Further undesignated statutory references are to the Penal Code.

FACTUAL AND PROCEDURAL BACKGROUND

Defendant's Convictions

In 2011, following a trial in a case against defendant involving two separate incidents, the jury found defendant guilty of two counts of attempted first degree murder related to the first incident (§§ 664, 187, subd. (a)) with enhancements for discharging a firearm and causing great bodily injury, and one count of shooting at an occupied vehicle (§ 246) with the same two enhancements. (People v. Medina (2016) 245 Cal.App.4th 778, 786 (Medina 1).) The jury also found defendant guilty of unlawful possession of a firearm (former § 12021, subd. (a)). (Medina 1, at p. 786.) As to the events of the second incident, the jury found defendant guilty of first degree murder (§ 187, subd. (a)) and found the attempted robbery special circumstance true (§ 190.2, subd. (a)(17)(A)). (Medina 1, at p. 786.) The jury also found defendant guilty of attempted robbery. (Ibid.)

In our opinion on direct appeal, we summarized the two incidents resulting in these convictions as follows: In the first, defendant “was driving down Florin Road, with defendants Brandon Morton and David Whitehead in the backseat, and fired a gun at a black Lexus, hitting its two occupants. [Defendant] was convicted of two counts of attempted murder and shooting into an occupied vehicle. In the second incident, Morton believed he had been ‘shorted' several grams of methamphetamine in a drug sale. Morton, with [defendant] and Whitehead, met with the woman who had made the sale. She was accompanied by her boyfriend, Jason Fletcher, and another man. Morton shot and killed Fletcher. All three defendants were convicted of first degree murder with a robbery special circumstance and attempted robbery.” (Medina 1, supra, 245 Cal.App.4th at p. 781.)

○ ○ ○ ○

EXERCISES:
1/ Which Penal Code sections does the court opinion excerpt cite in connection with the jury's verdicts? List each section once, with any subdivision given.
2/ According to the court opinion excerpt, who shot and killed Jason Fletcher?
3/ Carry the court opinion excerpt forward from its final sentence.
These entries have no connection to the court opinion excerpt.

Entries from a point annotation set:

○ ○ ○ ○

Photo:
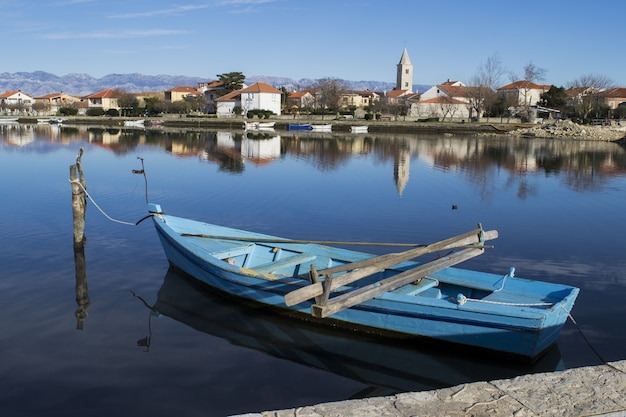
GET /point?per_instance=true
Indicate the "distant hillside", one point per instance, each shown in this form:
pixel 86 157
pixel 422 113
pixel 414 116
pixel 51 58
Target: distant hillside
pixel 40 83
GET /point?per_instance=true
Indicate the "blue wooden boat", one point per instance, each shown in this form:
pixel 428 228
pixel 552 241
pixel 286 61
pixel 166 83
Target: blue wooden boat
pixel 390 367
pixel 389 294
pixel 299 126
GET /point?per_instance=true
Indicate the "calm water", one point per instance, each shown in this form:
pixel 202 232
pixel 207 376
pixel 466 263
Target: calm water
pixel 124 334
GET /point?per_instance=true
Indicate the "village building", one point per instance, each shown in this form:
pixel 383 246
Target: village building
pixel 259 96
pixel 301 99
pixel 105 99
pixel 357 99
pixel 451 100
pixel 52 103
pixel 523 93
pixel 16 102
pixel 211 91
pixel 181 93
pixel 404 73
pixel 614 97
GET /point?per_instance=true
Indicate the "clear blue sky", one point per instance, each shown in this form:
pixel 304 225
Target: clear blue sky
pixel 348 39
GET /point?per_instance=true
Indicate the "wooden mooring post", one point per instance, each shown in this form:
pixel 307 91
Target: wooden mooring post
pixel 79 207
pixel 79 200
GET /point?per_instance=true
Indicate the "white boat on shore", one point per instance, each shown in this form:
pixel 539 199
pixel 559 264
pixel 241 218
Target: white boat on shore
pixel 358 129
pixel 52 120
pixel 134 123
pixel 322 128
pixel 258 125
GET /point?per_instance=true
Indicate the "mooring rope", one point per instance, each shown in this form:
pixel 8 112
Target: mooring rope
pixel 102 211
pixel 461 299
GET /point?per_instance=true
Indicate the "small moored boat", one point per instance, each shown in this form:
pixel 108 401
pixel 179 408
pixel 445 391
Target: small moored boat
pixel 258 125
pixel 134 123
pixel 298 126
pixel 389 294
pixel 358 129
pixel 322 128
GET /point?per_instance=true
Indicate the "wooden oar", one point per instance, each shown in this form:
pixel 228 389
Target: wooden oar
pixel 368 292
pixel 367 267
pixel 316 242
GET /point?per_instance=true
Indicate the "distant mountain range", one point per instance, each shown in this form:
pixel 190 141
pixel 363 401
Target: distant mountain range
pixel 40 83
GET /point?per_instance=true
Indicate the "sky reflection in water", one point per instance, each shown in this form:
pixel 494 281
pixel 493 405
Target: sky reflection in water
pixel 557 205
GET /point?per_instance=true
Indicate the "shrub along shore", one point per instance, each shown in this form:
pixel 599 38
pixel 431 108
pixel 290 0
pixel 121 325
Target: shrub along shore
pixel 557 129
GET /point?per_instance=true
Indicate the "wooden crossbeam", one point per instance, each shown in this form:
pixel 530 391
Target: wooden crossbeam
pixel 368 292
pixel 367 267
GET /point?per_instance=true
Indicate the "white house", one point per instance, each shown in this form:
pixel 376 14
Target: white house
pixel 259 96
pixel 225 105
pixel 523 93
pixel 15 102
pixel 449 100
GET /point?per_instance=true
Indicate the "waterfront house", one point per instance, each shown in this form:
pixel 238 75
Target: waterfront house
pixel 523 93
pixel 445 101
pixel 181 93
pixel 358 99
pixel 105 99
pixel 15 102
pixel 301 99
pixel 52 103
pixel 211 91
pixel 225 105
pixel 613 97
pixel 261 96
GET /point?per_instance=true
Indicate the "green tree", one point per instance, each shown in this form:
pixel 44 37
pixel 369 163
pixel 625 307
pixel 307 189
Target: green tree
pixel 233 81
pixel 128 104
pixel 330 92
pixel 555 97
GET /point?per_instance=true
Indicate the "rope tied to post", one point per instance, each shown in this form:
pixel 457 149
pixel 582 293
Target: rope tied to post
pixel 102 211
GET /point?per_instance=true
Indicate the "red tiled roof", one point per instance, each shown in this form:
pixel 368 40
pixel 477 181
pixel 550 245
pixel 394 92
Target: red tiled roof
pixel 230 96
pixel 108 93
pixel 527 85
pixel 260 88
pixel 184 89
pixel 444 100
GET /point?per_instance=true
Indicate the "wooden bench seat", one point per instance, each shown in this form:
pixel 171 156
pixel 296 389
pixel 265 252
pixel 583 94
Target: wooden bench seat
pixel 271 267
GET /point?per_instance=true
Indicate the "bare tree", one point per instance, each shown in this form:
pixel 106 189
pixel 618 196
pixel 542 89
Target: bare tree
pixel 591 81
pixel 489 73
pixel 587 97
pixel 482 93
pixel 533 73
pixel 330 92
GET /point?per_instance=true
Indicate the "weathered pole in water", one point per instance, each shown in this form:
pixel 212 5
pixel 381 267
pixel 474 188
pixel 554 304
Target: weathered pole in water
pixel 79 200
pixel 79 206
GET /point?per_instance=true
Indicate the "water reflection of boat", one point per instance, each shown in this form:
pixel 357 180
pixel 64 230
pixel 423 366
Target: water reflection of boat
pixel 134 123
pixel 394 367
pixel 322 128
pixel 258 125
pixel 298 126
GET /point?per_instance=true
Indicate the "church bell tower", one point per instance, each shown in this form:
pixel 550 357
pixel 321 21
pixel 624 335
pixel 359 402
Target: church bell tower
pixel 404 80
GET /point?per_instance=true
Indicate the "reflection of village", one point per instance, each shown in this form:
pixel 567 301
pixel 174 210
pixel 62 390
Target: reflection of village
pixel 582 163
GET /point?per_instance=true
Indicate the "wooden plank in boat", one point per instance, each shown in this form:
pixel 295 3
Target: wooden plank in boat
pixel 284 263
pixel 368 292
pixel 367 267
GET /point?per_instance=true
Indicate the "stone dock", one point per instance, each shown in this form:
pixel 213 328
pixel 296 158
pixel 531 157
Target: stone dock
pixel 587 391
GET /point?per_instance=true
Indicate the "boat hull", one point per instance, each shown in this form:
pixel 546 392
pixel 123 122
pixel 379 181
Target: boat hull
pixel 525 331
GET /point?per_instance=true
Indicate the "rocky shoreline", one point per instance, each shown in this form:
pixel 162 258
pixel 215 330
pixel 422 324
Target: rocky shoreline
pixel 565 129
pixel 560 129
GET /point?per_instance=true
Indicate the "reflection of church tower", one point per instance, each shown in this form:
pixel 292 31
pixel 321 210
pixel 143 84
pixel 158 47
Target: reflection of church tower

○ ○ ○ ○

RESPONSES:
1/
§ 664
§ 187, subd. (a)
§ 246
former § 12021, subd. (a)
§ 190.2, subd. (a)(17)(A)

2/ Morton shot and killed Fletcher.

3/
In its charge to the jury at the conclusion of the parties' presentations, the trial court included CALCRIM No. 703 (Special Circumstances: Intent Requirement for Accomplice After June 5, 1990-Felony Murder (Pen. Code, § 190.2(d))), which told the jury that if it found defendant was not the actual killer, in order to prove the special circumstance true: “[T]the People must prove either that the defendant intended to kill, or the People must prove all of the following:

“1. The defendant's participation in the crime began before or during the killing;

“2. The defendant was a major participant in the crime;

“AND

“3. When the defendant participated in the crime, he/she acted with reckless indifference to human life.”

The trial court sentenced defendant to a term of 64 years to life, to be followed by a term of life without the possibility of parole. (Medina 1, supra, 245 Cal.App.4th at p. 786.) On March 17, 2016, we upheld these convictions on appeal, but modified the judgment to impose and stay defendant's sentences for attempted robbery and shooting at an occupied vehicle pursuant to section 654, which were not imposed in the trial court. (Medina 1, at pp. 786, 793.)

Legal Background

Senate Bill No. 1437 (2017-2018 Reg. Sess.), which became effective on January 1, 2019, was enacted “to amend the felony murder rule and the natural and probable consequences doctrine, as it relates to murder, to ensure that murder liability is not imposed on a person who is not the actual killer, did not act with the intent to kill, or was not a major participant in the underlying felony who acted with reckless indifference to human life.” (Stats. 2018, ch. 1015, § 1, subd. (f).) The legislation accomplished this by amending sections 188 and 189 and adding section 1170.95 to the Penal Code.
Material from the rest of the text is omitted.